=== Testo fornito ===
Sotto l’asfalto, la spiaggia? Da venerdì, il famoso slogan sessantottino del maggio francese sembra risuonare per le vie di Istanbul, rimbalzare nella capitale Ankara e in altre città della Turchia. Inizio della contestazione, piazza Taksim. Lì si trova il parco di Gezi con i suoi seicento alberi che il governo vorrebbe radere al suolo per far posto a un complesso di antiche caserme ottomane ricostruite e a un centro commerciale. Associazioni ambientaliste, sindacati, intellettuali e cittadini si sono rivolti a un tribunale amministrativo che ha dato loro ragione, ma i bulldozer sono comunque arrivati all’alba di venerdì. Attivisti e partiti di opposizione si sono messi letteralmente di traverso, la polizia è intervenuta, ha usato la mano pesante: gas lacrimogeni ad altezza d’uomo, idranti, manganelli, violente cariche. La popolazione è arrivata numerosa a dar manforte ai manifestanti, gli scontri si sono susseguiti. In due giorni, la protesta si è estesa alla capitale, a Bolu, a Mersin, a Bursa…

E’ il più importante movimento di contestazione al governo di Recep Tayyip Erdogan dal suo arrivo al potere, nel 2002. «Chiedo ai manifestanti di fermare immediatamente le proteste, per evitare altri danni ai turisti, ai pedoni e ai commercianti», ha detto subito il primo ministro turco, promettendo di riportare ordine in piazza Taksim. Nel paese e a livello internazionale, contro di lui si è levato però un coro di proteste per il brutale intervento della polizia. Secondo l’associazione dei medici turchi almeno sei persone hanno perso un occhio, altre hanno il cranio fratturato. Colpiti anche alcuni giornalisti. Secondo Amnesty international, che ha condannato «il ricorso eccessivo alla forza contro manifestanti pacifici» i feriti sono almeno un centinaio. Più di una sessantina i fermati. I dati ufficiali non ci sono.

=== Compito assegnato ===
Continua il testo sulle proteste per il parco di Gezi, riprendendo dopo la sua ultima frase.

Voci elencate in un set di dati

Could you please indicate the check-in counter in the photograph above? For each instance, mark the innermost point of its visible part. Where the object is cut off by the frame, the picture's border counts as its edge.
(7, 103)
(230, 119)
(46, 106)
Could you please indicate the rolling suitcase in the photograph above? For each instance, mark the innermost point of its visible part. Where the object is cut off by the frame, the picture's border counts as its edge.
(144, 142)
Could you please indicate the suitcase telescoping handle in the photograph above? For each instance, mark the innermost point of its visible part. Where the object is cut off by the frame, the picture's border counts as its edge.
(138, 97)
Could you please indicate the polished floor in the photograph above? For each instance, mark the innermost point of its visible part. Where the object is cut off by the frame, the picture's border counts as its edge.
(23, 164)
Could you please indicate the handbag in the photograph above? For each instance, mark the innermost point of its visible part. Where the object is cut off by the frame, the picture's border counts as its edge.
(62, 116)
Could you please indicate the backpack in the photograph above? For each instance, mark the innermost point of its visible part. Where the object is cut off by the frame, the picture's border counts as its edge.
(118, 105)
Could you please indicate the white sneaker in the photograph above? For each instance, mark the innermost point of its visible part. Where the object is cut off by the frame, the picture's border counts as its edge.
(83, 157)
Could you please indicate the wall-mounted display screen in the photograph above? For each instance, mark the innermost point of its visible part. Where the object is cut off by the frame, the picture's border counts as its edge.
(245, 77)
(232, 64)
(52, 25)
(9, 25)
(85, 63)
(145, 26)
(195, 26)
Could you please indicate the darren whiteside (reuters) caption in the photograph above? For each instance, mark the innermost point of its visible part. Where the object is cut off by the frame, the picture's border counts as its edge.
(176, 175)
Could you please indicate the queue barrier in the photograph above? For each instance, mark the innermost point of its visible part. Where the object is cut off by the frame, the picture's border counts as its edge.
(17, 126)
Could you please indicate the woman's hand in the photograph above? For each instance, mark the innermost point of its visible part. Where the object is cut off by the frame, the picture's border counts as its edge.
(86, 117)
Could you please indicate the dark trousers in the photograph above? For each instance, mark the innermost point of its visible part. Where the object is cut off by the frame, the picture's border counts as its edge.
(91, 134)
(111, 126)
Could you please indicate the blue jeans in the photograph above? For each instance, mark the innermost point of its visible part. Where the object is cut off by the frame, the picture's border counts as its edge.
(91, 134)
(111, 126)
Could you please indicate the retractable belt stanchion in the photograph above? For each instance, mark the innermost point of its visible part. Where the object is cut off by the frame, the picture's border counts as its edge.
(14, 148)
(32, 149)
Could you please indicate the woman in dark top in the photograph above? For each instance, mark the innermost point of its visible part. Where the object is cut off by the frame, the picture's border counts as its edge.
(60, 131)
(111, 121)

=== Risposta ===
Anche gli Stati uniti hanno tirato le orecchie a Erdogan, loro grande alleato sulla questione siriana, dicendosi «preoccupati per il numero di feriti tra i manifestanti a Istanbul», e hanno invitato Ankara a «rispettare la libertà di espressione, di associazione e di riunione che quelle persone stavano esercitando». La televisione siriana ha trasmesso in diretta le manifestazioni: «Le rivendicazioni del popolo turco non meritano tutta questa violenza, se Erdogan non sa ricorrere a mezzi non violenti deve dimettersi», ha commentato a Damasco il ministro dell’informazione, Omran Zoabi, rivolgendo comunque un invito «alla calma» alla piazza turca.

I manifestanti denunciano l’impatto ambientale dei piani faraonici decisi dal governo, l’intreccio di interessi e traffici nel giro di miliardi che accompagna le grandi opere come il terzo ponte sul Bosforo, iniziato mercoledì. Una contestazione politica che ha soprannominato il premier «l’uomo che gassa», o «Tayyip il chimico», lo ha accusato di derive autoritarie, di voler islamizzare il paese e ne ha chiesto a gran voce le dimissioni.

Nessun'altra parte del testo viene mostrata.